• **Problem statement**:
Please update the listing from the line containing "sunglasses and respond with bounding boxes." through its final line, changing "automated detector" to "image scanner" and keeping everything else unchanged. Return only those lines.

=-=-=

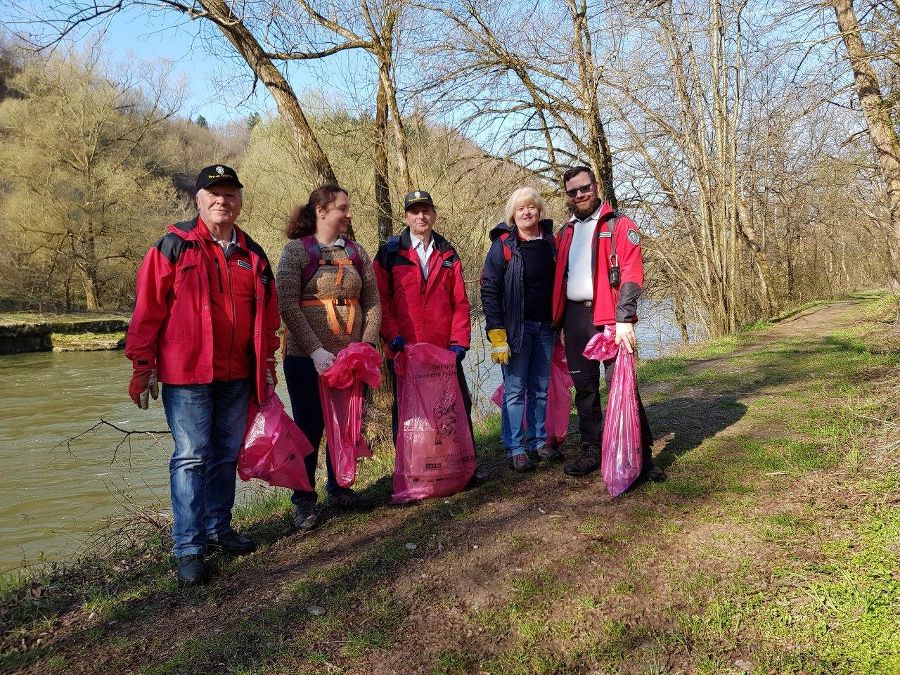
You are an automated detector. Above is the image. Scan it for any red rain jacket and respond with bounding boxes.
[373,227,472,358]
[553,202,644,326]
[125,218,281,401]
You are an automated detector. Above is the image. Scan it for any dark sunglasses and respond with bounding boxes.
[566,183,594,197]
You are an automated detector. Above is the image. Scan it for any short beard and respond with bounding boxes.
[570,198,600,220]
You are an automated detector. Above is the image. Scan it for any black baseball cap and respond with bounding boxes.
[195,164,244,192]
[403,190,434,211]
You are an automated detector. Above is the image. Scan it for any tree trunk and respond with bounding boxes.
[198,0,337,183]
[373,83,393,243]
[832,0,900,283]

=-=-=

• **Completed task**:
You are an image scanner. Above is the image. Scan it for any dark sunglasses and respond with bounding boxes.
[566,183,594,197]
You are an image scanner. Above is the image. Scan it for any short beard and respond with bounding boxes.
[570,198,600,220]
You are an image scanner. Above is the image. Scan it for any black baseball cap and respond with bounding boxes.
[195,164,244,192]
[403,190,434,211]
You are an image scanner. Above is the image. Scan it for any tree trunk and respond with bounding boxes.
[198,0,337,183]
[373,83,393,243]
[832,0,900,283]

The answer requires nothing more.